What is being asked:
Pick up the forum thread below about cache coherence versus compiler optimization in Java and pthreads, writing on from its last line.

Extract provided:
********************

CODEWITHSUNDEEP
javamultithreadingconcurrencypthreadsjavac
vikky.rk
vikky.rk

Reputation: 4149

Concurrency: Cache Coherence Issue or Compiler Optimization?

From my understanding, if Hardware supports Cache coherence on a multi-processor system, then writes to a shared variable will be visible to threads running on other processors. In order to test this, I wrote a simple program in Java and pThreads to test this 

public class mainTest {

    public static int i=1, j = 0;
    public static void main(String[] args) {

    /*
     * Thread1: Sleeps for 30ms and then sets i to 1
     */
    (new Thread(){
        public void run(){
            synchronized (this) {
                try{
                       Thread.sleep(30);
                       System.out.println("Thread1: j=" + mainTest.j);
                       mainTest.i=0;
                   }catch(Exception e){
                       throw new RuntimeException("Thread1 Error");
                }
            }
        }
    }).start();

    /*
     * Thread2: Loops until i=1 and then exits.
     */
    (new Thread(){
        public void run(){
            synchronized (this) {
                while(mainTest.i==1){
                    //System.out.println("Thread2: i = " + i); Comment1
                    mainTest.j++;
                }
                System.out.println("\nThread2: i!=1, j=" + j);
            }
        }
    }).start();

   /*
    *  Sleep the main thread for 30 seconds, instead of using join. 
    */
    Thread.sleep(30000);
    }
}




/* pThreads */

#include<stdio.h>
#include<pthread.h>
#include<assert.h>
#include<time.h>

int i = 1, j = 0;

void * threadFunc1(void * args) {
    sleep(1);
    printf("Thread1: j = %d\n",j);
    i = 0;
}

void * threadFunc2(void * args) {
while(i == 1) {
        //printf("Thread2: i = %d\n", i);
        j++;
    }
}

int main() {
    pthread_t t1, t2;
    int res;
    printf("Main: creating threads\n");

    res = pthread_create(&t1, NULL, threadFunc1, "Thread1"); assert(res==0);
    res = pthread_create(&t2, NULL, threadFunc2, "Thread2"); assert(res==0);

    res = pthread_join(t1,NULL); assert(res==0);
    res = pthread_join(t2,NULL); assert(res==0);

    printf("i = %d\n", i);
    printf("Main: End\n");
    return 0;
}

I noticed that the pThread program always ends. (I tested it for different sleep times for thread1). However the Java program ends only a very few times; does not end most of the times. If I uncomment the Comment1 in java program, then it ends all the time. Also if I use volatile, then it ends for java in all cases.

So my confusion is,

  1. if cache coherence is done in hardware, then 'i=0' should be visible to other threads unless compiler optimized the code. But if compiler optimized the code, then I don't understand why the thread ends sometimes and doesn't sometimes. Also adding a System.out.println seems to change the behavior.

  2. Can anyone see a compiler optimization that Java does (which is not done by C compiler), which is causing this behavior?

  3. Is there something additional that the Compiler has to do, to get Cache coherence even if the hardware already supports it? (like enable/disable)

  4. Should I be using Volatile for all shared variables by default?

Am I missing something? Any additional comments are welcome.

Upvotes: 1

Views: 591

Answers (5)

********************

Entries shown:
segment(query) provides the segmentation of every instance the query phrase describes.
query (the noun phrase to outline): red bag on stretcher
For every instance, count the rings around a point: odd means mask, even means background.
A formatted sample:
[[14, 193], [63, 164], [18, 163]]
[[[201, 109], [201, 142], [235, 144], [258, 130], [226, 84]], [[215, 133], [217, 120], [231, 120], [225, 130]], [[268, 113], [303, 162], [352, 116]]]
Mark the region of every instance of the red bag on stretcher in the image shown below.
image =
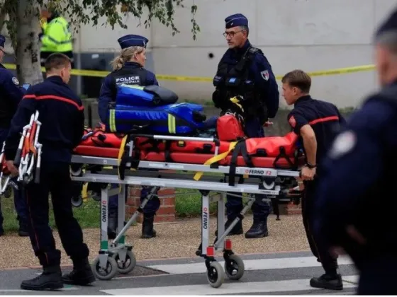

********************

Result for this task:
Gray
Gray

Reputation: 116878

Your specific problem is that the 2nd thread needs to synchronize memory after i has been set to 0 by the 1st thread. Because both the threads are synchronizing on this which, as @Peter and @Marko has pointed out are different objects. It is possible for the 2nd thread to enter the while loop _before the first thread sets i = 0. There is no additional memory barrier crossed in the while loop so the field is never updated.

If I uncomment the Comment1 in java program, then it ends all the time.

This works is because the underlying System.out PrintStream is synchronized which causes a memory-barrier to be crossed. Memory barriers force synchronization memory between the thread and central memory and ensure ordering of memory operations. Here's the PrintStream.println(...) source:

public void println(String x) {
    synchronized (this) {
        print(x);
        newLine();
    }
}

if cache coherence is done in hardware, then 'i=0' should be visible to other threads unless compiler optimized the code

You have to remember that each of the processors has both a few registers and a lot of per-processor cache memory. It is the cached memory which is the main issue here not compiler optimizations.

Can anyone see a compiler optimization that Java does (which is not done by C compiler), which is causing this behavior?

The use of cached memory and memory operation reordering both are significant performance optimizations. Processors are free to change the order of operations to improve pipelining and they do not synchronize their dirty pages unless a memory barrier is crossed. This means that a thread can run asynchronously using local high-speed memory to [significantly] increase performance. The Java memory model allows for this and is vastly more complicated compared to pthreads.

Should I be using volatile for all shared variables by default?

If you expect thread #1 to update a field and thread #2 to see that update then yes, you will need to mark the field as volatile. Using Atomic* classes is often recommended and is required if you want to increment a shared variable (++ is two operations).

If you are doing multiple operations (such as iterating across a shared collection) then synchronized keyword should be used.

Upvotes: 3

Hong Zhou
Hong Zhou

Reputation: 649

If the expected behavior is for thread 2 to detect the change in variable and terminate, definately "Volatile" keyword is required. It allows the thead to be able to communicate via the volatile variable. Compiler usually optimize to fetch from cache as it is faster compared to fetching from main memory.

Check out this awesome post, it will give you your answer: http://jeremymanson.blogspot.sg/2008/11/what-volatile-means-in-java.html

I believe in this case, it has nothing to do with cache coherence. As mentioned it is a computer architecture features, which should be transparent to a c/java program. If no volatile is specified, the behaviour is undefined and that's why sometimes the other thread can get the value change and sometimes it can't.

volatile in C and java context has different meaning. http://en.wikipedia.org/wiki/Volatile_variable

Depending on your C compiler, the program might get optimized and have the same effect as your java program. So a volatile keyword is always recommended.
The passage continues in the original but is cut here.